[Dataset rows on where objects appear]
···

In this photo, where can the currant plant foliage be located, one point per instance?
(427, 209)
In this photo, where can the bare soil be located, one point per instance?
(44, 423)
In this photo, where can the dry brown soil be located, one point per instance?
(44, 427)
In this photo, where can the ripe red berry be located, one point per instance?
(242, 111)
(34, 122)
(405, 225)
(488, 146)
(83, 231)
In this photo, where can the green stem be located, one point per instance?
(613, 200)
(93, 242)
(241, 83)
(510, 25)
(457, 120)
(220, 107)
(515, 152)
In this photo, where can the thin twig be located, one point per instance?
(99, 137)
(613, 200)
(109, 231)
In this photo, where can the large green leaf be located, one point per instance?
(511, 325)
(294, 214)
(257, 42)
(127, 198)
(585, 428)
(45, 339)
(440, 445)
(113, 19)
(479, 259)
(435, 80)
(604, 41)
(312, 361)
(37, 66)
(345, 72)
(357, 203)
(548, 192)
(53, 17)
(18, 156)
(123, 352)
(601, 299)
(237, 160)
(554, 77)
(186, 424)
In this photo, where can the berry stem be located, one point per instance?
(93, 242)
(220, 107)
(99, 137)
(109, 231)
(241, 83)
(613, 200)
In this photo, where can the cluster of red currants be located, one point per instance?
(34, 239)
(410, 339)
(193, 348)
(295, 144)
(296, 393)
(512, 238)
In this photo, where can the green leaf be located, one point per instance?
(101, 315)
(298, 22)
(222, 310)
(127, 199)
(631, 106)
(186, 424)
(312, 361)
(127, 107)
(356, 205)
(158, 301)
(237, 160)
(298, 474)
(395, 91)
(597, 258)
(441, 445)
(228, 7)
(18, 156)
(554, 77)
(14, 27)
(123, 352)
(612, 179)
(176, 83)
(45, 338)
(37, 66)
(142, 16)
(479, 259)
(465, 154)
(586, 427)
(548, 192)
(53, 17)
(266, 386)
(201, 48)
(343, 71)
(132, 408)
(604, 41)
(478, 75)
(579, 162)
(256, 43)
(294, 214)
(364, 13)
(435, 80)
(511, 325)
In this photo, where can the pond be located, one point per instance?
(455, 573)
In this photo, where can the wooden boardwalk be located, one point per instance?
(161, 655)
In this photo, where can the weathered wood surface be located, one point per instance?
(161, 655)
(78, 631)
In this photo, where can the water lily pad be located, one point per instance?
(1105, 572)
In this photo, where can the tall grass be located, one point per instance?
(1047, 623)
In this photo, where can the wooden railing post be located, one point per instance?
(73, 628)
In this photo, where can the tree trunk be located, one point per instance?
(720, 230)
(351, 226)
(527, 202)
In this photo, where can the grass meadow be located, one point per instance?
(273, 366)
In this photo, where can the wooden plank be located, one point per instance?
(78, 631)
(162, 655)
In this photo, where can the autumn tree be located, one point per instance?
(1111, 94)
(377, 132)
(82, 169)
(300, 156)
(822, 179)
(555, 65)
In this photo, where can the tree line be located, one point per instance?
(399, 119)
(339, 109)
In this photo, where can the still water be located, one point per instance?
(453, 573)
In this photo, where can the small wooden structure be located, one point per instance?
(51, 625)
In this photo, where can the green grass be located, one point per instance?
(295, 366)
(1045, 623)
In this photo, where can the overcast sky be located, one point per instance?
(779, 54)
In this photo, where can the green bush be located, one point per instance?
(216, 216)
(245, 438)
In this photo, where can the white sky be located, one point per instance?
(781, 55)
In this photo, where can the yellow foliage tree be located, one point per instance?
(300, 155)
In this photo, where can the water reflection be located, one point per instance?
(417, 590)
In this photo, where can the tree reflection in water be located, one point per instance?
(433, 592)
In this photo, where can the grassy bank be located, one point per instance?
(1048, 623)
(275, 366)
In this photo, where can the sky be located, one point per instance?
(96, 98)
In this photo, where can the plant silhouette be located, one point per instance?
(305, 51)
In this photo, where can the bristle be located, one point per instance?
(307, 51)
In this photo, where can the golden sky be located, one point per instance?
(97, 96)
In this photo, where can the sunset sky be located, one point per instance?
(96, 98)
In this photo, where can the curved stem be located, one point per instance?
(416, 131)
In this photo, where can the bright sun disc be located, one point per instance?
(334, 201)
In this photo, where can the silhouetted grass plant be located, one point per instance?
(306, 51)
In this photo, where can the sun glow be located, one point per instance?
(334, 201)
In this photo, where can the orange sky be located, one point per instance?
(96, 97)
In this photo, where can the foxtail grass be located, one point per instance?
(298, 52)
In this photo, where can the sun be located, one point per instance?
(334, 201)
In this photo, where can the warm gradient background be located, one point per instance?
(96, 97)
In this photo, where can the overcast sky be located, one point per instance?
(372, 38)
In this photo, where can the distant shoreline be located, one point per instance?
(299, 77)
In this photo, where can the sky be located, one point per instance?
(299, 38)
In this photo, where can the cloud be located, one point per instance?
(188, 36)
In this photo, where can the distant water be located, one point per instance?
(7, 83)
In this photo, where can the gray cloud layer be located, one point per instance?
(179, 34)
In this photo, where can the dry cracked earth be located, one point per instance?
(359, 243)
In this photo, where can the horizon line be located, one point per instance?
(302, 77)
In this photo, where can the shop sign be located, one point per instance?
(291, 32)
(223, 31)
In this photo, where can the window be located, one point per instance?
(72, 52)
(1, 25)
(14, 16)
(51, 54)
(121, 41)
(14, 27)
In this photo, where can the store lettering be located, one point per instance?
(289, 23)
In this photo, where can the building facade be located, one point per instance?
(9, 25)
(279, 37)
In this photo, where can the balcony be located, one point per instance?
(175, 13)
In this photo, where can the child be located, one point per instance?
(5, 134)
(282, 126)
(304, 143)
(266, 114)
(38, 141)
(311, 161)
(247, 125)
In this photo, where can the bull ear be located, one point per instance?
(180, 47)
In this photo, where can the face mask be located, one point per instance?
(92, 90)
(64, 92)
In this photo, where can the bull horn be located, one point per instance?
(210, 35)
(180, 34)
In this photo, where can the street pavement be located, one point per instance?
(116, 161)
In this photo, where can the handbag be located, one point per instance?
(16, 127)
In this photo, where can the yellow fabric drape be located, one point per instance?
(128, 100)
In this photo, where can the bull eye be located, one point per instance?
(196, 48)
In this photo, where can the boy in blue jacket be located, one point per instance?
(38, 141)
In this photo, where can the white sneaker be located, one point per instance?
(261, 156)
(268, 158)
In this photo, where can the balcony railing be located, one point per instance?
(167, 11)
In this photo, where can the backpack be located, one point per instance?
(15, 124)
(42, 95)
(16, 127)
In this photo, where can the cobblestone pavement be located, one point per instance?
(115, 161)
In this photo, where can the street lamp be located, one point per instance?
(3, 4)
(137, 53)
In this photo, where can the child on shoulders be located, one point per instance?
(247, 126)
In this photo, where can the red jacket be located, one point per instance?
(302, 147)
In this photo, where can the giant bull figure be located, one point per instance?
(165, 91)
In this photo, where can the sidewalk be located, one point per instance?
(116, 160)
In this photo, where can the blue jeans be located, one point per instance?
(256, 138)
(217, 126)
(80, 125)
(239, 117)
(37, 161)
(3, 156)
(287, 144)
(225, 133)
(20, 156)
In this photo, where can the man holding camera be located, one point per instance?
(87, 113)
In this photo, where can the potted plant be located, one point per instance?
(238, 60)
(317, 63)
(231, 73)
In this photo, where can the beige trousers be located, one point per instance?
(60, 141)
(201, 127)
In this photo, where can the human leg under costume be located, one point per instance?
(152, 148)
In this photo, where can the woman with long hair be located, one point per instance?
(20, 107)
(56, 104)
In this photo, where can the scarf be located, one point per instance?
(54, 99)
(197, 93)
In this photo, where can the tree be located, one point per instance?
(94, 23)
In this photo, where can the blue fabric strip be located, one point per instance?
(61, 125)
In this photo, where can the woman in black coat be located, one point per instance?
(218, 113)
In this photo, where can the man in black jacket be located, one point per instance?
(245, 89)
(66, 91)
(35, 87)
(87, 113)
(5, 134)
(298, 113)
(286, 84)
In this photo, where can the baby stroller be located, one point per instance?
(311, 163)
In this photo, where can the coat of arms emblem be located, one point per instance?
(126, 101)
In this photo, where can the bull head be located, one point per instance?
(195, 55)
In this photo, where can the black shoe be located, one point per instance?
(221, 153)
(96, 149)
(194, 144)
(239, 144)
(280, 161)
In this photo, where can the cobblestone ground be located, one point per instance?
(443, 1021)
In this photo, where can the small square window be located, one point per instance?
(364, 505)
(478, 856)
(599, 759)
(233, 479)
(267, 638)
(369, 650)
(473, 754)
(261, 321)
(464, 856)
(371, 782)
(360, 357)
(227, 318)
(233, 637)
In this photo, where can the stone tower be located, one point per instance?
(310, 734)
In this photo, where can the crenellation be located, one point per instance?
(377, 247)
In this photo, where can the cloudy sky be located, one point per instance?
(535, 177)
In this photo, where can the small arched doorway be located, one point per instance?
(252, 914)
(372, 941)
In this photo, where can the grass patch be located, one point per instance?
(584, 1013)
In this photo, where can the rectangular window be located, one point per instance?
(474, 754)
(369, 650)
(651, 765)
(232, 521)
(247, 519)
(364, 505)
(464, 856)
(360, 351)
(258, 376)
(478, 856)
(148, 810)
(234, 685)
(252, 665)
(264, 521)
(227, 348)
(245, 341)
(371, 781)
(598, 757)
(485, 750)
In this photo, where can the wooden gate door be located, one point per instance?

···

- Short exercise:
Copy exactly the lines from the one containing "In this photo, where can the woman in" through the last line of the records, both included, and nothing else.

- Result below:
In this photo, where can the woman in black coat be located, one point per instance?
(218, 113)
In this photo, where can the man in black jacket be located, one point per instance?
(245, 89)
(66, 91)
(35, 87)
(87, 113)
(5, 134)
(298, 113)
(286, 84)
In this photo, where can the baby stroller be located, one point per instance?
(311, 163)
In this photo, where can the coat of arms emblem be located, one point per instance?
(126, 101)
In this photo, where can the bull head be located, one point per instance?
(195, 55)
In this photo, where can the black shoe be located, one point per instance?
(221, 153)
(96, 149)
(194, 144)
(239, 144)
(280, 161)
In this photo, where can the cobblestone ground be located, one point per instance?
(443, 1021)
In this photo, where can the small square window be located, one point per instance?
(364, 505)
(478, 856)
(599, 759)
(233, 479)
(267, 638)
(369, 650)
(473, 754)
(261, 321)
(464, 856)
(371, 782)
(360, 357)
(227, 318)
(233, 637)
In this photo, where can the stone tower be located, one point per instance?
(310, 734)
In this photo, where can the crenellation be located, one point per instance?
(377, 247)
In this photo, where can the cloudy sky be located, one point per instance?
(535, 177)
In this photo, where can the small arched doorway be located, one point per instance?
(252, 914)
(372, 941)
In this photo, where can the grass patch be located, one point per instance?
(584, 1013)
In this photo, where can the rectangular window be located, one point per instance?
(474, 754)
(369, 650)
(651, 765)
(232, 521)
(247, 519)
(364, 505)
(464, 856)
(360, 351)
(258, 376)
(478, 856)
(148, 810)
(234, 685)
(252, 665)
(264, 521)
(227, 348)
(245, 341)
(371, 781)
(598, 757)
(485, 750)
In this photo, where can the wooden gate door be located, one point per instance?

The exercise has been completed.